— GOAL OF THE EXERCISE —
Repeat the whole of the data, keeping every detail the same.

━━━━━ PROVIDED RECORDS

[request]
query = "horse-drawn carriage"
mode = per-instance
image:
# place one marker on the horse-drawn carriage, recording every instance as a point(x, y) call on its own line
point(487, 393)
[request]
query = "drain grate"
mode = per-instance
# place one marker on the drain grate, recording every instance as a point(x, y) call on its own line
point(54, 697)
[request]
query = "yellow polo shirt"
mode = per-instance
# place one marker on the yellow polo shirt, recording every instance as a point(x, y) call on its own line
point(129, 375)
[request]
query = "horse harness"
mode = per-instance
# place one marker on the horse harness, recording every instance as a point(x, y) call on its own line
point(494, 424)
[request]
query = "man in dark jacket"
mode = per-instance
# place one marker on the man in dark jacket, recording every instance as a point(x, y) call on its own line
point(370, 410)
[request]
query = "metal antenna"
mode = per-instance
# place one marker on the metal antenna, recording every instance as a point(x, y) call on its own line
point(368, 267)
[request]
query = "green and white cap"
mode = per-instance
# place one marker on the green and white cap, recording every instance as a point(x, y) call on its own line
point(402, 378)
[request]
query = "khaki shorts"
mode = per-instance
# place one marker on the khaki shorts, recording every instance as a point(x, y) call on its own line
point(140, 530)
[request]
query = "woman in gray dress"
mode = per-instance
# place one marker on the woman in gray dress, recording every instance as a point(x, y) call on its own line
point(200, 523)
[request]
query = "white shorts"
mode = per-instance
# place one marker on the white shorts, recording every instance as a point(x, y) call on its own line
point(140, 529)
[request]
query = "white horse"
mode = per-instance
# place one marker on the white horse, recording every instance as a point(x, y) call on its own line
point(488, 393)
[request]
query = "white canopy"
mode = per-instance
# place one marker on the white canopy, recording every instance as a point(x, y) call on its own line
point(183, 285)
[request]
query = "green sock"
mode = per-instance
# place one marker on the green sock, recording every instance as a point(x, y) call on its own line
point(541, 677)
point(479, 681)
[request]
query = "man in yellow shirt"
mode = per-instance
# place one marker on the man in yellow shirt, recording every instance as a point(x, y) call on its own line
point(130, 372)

━━━━━━━━━━

— TASK SOLUTION —
[request]
query = "horse-drawn carriage"
mode = per-instance
image:
# place one marker on the horse-drawn carriage, recording every instance as a point(x, y) call on its own line
point(487, 393)
[request]
query = "drain grate"
mode = per-instance
# place one marker on the drain grate, recording every instance as a point(x, y) call on its own line
point(54, 697)
[request]
query = "yellow polo shirt"
mode = per-instance
# place one marker on the yellow polo shirt, recording every instance as a point(x, y) call on its own line
point(129, 375)
[request]
query = "horse harness"
mode = per-instance
# place one marker on the horse harness, recording every instance as a point(x, y) call on its own line
point(494, 424)
[request]
query = "man in dark jacket"
mode = per-instance
# place one marker on the man in dark jacket, recording every instance as a point(x, y) call on its own line
point(370, 410)
[request]
query = "metal antenna"
mode = per-instance
# place one marker on the metal antenna, recording every instance as a point(x, y) call on its own line
point(368, 267)
[request]
query = "green and white cap"
mode = per-instance
# place one marker on the green and white cap, recording every instance as a point(x, y) call on its own line
point(402, 378)
[request]
query = "khaki shorts"
mode = per-instance
# place one marker on the khaki shorts, recording every instance as a point(x, y) call on its own line
point(140, 530)
[request]
query = "woman in gray dress"
mode = per-instance
# place one marker on the woman in gray dress, recording every instance as a point(x, y) call on its own line
point(200, 523)
[request]
query = "white shorts"
mode = per-instance
# place one marker on the white shorts, recording every instance as a point(x, y) call on its own line
point(140, 529)
[request]
query = "white horse"
mode = per-instance
# place one marker on the white horse, recording every instance as a point(x, y) call on its own line
point(488, 393)
[request]
query = "white canopy"
mode = per-instance
# place one marker on the white canopy, recording every instance as a point(x, y) call on its own line
point(183, 285)
[request]
query = "green sock"
mode = per-instance
# place one marker on the green sock, recording every instance as a point(x, y) call on its own line
point(541, 677)
point(479, 681)
[request]
query = "man in yellow shirt"
mode = per-instance
# place one marker on the man in yellow shirt, recording every instance as a point(x, y) call on its own line
point(130, 372)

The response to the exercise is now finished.